Reproduce every line of the entries below as a numbered list, skipping blank lines and leaving out the picture.
--- Start RECORDS FOR THE EXERCISE ---
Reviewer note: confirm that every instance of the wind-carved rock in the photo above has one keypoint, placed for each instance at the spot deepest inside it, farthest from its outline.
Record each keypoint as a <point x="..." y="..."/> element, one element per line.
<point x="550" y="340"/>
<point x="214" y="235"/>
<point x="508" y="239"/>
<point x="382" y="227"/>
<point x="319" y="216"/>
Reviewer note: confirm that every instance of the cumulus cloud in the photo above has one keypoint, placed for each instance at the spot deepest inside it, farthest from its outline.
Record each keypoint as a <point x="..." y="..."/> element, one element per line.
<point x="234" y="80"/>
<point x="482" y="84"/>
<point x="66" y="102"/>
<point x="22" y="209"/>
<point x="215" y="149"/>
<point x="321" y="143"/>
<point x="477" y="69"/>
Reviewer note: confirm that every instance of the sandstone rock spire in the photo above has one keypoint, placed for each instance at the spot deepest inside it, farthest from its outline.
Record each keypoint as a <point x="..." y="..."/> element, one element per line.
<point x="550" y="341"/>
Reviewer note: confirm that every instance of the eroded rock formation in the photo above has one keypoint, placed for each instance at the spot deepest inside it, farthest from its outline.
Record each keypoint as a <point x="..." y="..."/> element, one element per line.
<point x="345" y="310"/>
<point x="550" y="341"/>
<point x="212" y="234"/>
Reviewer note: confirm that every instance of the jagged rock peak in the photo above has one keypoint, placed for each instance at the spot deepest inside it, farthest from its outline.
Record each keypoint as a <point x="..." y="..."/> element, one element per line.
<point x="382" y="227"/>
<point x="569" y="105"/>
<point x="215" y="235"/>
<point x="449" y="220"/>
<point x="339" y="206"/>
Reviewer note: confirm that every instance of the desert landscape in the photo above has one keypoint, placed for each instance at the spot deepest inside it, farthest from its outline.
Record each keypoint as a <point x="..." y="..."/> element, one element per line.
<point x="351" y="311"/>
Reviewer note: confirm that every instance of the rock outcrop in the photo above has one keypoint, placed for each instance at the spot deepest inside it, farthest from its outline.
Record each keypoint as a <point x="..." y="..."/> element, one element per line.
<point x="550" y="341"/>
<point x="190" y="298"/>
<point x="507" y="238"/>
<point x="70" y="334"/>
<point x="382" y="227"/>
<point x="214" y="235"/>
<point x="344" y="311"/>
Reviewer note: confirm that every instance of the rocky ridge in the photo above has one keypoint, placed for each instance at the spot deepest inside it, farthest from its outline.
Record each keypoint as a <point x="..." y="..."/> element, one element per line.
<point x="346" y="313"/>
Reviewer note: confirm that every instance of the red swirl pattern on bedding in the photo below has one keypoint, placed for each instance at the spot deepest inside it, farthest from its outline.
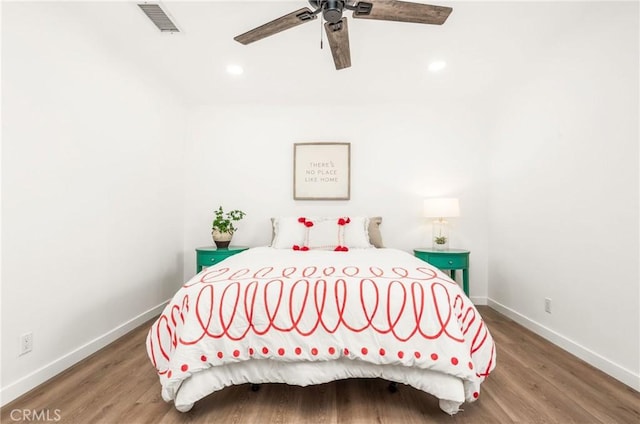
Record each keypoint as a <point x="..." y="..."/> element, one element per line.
--- End RECORDS FOR THE EXERCISE ---
### TASK SOLUTION:
1. Reviewer note: confirm that every instance of the wind-carved rock in the photo above has one keypoint, placed for each instance at the spot deepest inside it, farthest from its outline.
2. Record each keypoint as a <point x="..." y="..."/> element, one element per line.
3. <point x="550" y="340"/>
4. <point x="214" y="235"/>
5. <point x="508" y="239"/>
6. <point x="382" y="227"/>
7. <point x="319" y="216"/>
8. Reviewer note: confirm that every instance of the cumulus cloud in the photo above has one keypoint, placed for each instance at the spot deepest inside it, farthest from its outline.
9. Record each keypoint as a <point x="..." y="..."/> element, one element per line.
10. <point x="234" y="80"/>
11. <point x="482" y="84"/>
12. <point x="66" y="102"/>
13. <point x="22" y="209"/>
14. <point x="215" y="149"/>
15. <point x="321" y="143"/>
16. <point x="477" y="69"/>
17. Reviewer note: confirm that every instance of the sandstone rock spire in the photo above has one keypoint, placed for each instance at the spot deepest inside it, farthest from its outline.
18. Record each keypoint as a <point x="..." y="..."/> element, one element per line.
19. <point x="550" y="341"/>
20. Reviewer note: confirm that every instance of the eroded rock formation in the photo above has one keypoint, placed for each instance at the spot deepest inside it, farthest from its outline.
21. Record each keypoint as a <point x="..." y="..."/> element, one element per line.
22. <point x="345" y="310"/>
23. <point x="550" y="341"/>
24. <point x="212" y="234"/>
25. Reviewer note: confirm that every instance of the jagged rock peak in the photo above has one keypoint, placed for each instance at the spot deepest inside it, farthest from its outline.
26. Record each keypoint as a <point x="..." y="..."/> element, one element per line.
27. <point x="382" y="227"/>
28. <point x="569" y="105"/>
29. <point x="215" y="235"/>
30. <point x="449" y="220"/>
31. <point x="339" y="206"/>
32. Reviewer note: confirm that every instance of the desert landscape in the photo above has one keypoint, placed for each instance at the spot deepest inside it, farthest from its outline.
33. Record each keypoint as a <point x="..." y="..."/> element, one element per line.
34. <point x="351" y="311"/>
35. Reviewer note: confirm that every instance of the rock outcrop in the photo above has one keypoint, placed for each instance at the spot deepest inside it, farthest from its outline.
36. Record each keypoint as a <point x="..." y="..."/> element, one element per line.
37. <point x="550" y="341"/>
38. <point x="190" y="298"/>
39. <point x="507" y="238"/>
40. <point x="70" y="334"/>
41. <point x="382" y="227"/>
42. <point x="214" y="235"/>
43. <point x="344" y="311"/>
44. Reviewer note: confirm that every instance of the rocky ridge in the photo above has one keypoint, placed for each instance at the spot deepest inside it, farthest from its outline.
45. Record each keypoint as a <point x="..." y="..."/> element, one element per line.
46. <point x="346" y="313"/>
47. Reviewer note: confirm that every instance of the red swirl pattern on bedding in the photo below has one keypoint, placed for each instance at the spot deepest inside it, farthest from its outline.
48. Record each keypoint as a <point x="..." y="..."/> element, one element per line.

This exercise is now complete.